● Short problem
Can you copy, word for word, the part of the passage on the AB two-spin system that opens with the words containing "The changes in" and closes with "four absorption peaks."?

● Selection
Figure 9a represents an AB system when the coupling constant J_AB = 0. As indicated by the dashed arrows, E_ββ = − (ν_A + ν_B)/2 and E_αβ⁺ = (ν_A − ν_B)/2. Thus, the transition from β_Aβ_B to α_Aβ_B⁺ occurs at ν_A. And similarly, the transition from β_Aβ_B to α_Aβ_B⁻ occurs at ν_B. Figures 7a and 9a are different representations of the same result. There are only two absorption peaks among the four states. Figure 9b is an intermediate representation. As indicated by the dashed arrows, the two states α_Aβ_B⁺ and α_Aβ_B⁻ are raised and lowered respectively in energy by D/2 from those shown by Fig. 9a. D is defined as

$$\frac{1}{2}D=\frac{1}{2}\sqrt {{{({\nu _A} - {\nu _B})}^2}+J_{{AB}}^{2}} - \frac{1}{2}({\nu _A} - {\nu _B})$$

(70)

and

$$({\nu _A} - {\nu _B})+D=\sqrt {{{({\nu _A} - {\nu _B})}^2}+J_{{AB}}^{2}}$$

(71)

Fig. 9

The states and the absorption peaks for a two-spin system AB. aJ_AB = 0; b an intermediate representation; c a full representation

The changes in these two states only shift the absorption peaks and do not split them. Figure 9c is a full representation of Eqs. 68 and 69. It evolves from Fig. 9b indicated by the dashed arrows that the two middle states α_Aβ_B⁺ and α_Aβ_B⁻ are lowered in energy by J_AB/4 and the two outer states β_Aβ_B and α_Aα_B are raised in energy by J_AB/4, resulting four absorption peaks.

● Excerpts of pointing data
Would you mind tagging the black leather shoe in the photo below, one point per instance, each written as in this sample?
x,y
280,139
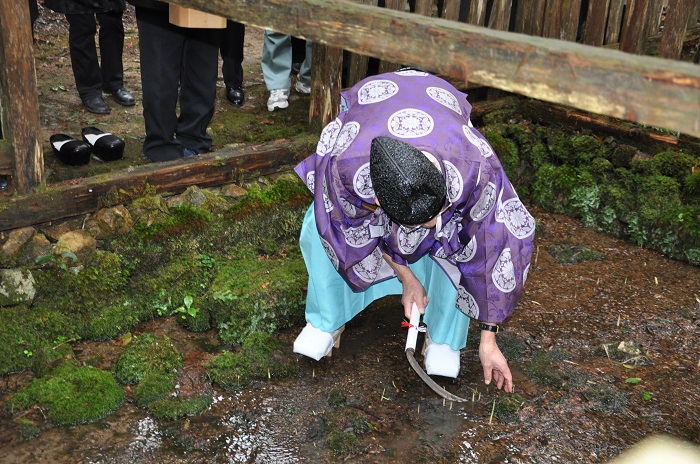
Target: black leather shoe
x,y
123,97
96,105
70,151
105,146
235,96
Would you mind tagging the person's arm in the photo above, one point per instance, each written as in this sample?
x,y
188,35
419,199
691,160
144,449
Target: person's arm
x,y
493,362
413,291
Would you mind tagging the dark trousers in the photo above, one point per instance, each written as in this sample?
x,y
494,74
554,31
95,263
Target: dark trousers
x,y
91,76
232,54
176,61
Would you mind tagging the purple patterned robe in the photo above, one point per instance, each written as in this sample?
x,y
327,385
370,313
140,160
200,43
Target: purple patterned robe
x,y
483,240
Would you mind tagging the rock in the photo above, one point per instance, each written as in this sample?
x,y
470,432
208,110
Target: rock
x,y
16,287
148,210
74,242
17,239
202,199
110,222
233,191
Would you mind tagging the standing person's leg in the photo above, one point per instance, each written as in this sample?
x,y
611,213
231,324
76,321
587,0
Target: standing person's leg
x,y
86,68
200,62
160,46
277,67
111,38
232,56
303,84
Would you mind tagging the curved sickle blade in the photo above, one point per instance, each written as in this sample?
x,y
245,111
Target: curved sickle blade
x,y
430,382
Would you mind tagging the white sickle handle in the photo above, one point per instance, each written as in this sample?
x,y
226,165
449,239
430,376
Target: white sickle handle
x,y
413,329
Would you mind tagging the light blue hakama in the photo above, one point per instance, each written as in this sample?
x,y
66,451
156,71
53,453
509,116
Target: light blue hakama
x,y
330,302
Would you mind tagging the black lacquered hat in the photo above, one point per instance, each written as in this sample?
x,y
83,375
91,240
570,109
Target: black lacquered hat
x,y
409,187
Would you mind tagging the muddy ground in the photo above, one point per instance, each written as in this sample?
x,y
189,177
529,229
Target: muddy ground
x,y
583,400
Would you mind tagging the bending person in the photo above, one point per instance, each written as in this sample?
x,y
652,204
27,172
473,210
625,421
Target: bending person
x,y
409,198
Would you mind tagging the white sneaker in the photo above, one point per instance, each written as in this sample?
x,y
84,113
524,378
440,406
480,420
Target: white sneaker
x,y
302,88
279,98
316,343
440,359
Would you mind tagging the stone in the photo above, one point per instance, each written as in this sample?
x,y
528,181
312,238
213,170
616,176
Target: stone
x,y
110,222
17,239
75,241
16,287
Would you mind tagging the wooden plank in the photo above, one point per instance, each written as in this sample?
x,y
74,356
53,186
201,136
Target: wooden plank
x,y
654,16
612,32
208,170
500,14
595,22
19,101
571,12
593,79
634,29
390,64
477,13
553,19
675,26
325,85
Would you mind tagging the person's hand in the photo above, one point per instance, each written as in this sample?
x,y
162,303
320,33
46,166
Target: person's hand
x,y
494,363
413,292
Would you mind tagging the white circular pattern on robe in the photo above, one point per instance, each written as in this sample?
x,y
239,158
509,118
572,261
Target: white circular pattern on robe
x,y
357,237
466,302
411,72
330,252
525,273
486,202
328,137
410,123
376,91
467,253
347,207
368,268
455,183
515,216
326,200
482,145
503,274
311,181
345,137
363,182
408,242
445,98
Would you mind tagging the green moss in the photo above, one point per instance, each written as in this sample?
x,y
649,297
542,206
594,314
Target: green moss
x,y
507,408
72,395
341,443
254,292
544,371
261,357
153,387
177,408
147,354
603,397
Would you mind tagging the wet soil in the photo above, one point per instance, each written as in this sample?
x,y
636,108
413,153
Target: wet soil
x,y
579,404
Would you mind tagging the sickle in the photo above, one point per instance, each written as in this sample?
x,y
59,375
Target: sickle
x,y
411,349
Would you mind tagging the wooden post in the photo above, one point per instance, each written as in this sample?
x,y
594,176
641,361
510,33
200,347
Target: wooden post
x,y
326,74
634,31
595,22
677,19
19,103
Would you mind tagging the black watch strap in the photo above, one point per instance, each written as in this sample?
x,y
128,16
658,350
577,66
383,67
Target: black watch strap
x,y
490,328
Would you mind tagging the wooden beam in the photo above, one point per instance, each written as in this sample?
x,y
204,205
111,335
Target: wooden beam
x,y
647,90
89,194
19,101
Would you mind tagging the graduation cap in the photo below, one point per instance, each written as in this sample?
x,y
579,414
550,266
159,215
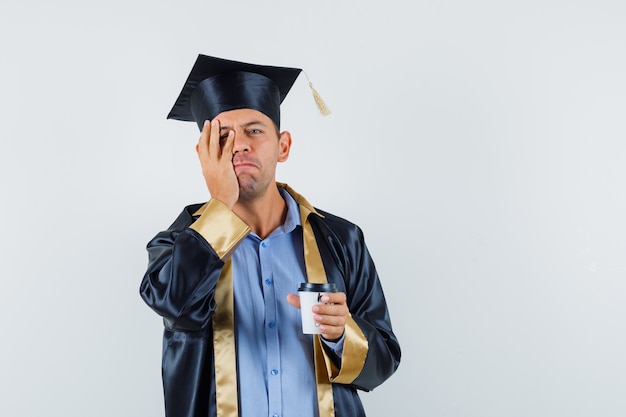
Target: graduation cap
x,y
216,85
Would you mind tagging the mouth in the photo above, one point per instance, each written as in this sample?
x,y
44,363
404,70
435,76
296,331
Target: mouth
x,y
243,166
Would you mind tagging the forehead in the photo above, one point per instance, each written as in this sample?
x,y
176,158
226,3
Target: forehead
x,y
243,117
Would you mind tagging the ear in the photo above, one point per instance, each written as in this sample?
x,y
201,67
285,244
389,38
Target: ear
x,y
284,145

● Exercise response
The changes in these two states only shift the absorption peaks and do not split them. Figure 9c is a full representation of Eqs. 68 and 69. It evolves from Fig. 9b indicated by the dashed arrows that the two middle states α_Aβ_B⁺ and α_Aβ_B⁻ are lowered in energy by J_AB/4 and the two outer states β_Aβ_B and α_Aα_B are raised in energy by J_AB/4, resulting four absorption peaks.